Using the listing below, copy exactly the lines from the one containing "Mark one point on each instance of the standing" to the one containing "Mark one point on each instance of the dark", both lines included, and no others.

*** INFORMATION SHOWN Section Begins ***

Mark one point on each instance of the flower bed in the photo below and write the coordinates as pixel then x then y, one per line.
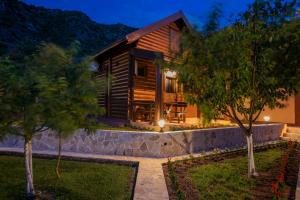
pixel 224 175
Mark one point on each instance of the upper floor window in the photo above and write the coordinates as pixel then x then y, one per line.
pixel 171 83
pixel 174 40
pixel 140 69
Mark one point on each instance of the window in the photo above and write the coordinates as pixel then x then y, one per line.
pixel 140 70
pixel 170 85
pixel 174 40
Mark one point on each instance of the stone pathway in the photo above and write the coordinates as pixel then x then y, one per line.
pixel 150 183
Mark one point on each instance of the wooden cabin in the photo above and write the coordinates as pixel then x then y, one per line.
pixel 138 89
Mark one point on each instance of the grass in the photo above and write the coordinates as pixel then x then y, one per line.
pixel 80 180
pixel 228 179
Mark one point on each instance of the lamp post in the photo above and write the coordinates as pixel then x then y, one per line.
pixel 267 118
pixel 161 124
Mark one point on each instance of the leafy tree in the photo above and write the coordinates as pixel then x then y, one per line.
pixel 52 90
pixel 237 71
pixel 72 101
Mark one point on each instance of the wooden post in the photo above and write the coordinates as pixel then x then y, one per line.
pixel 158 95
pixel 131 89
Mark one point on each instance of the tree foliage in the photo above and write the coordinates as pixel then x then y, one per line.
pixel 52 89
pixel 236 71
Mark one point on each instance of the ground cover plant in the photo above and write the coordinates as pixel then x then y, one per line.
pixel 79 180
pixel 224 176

*** INFORMATION SHOWN Section Ends ***
*** INFORMATION SHOWN Section Begins ***

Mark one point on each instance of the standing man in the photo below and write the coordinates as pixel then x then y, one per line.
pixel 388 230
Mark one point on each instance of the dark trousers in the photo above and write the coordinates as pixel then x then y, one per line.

*** INFORMATION SHOWN Section Ends ***

## YOUR SOLUTION
Mark one point on each instance of the standing man in the photo below and write the coordinates as pixel then x then y, one per line.
pixel 388 230
Mark one point on each instance of the dark trousers in the photo above and write the coordinates as pixel then x then y, one per line.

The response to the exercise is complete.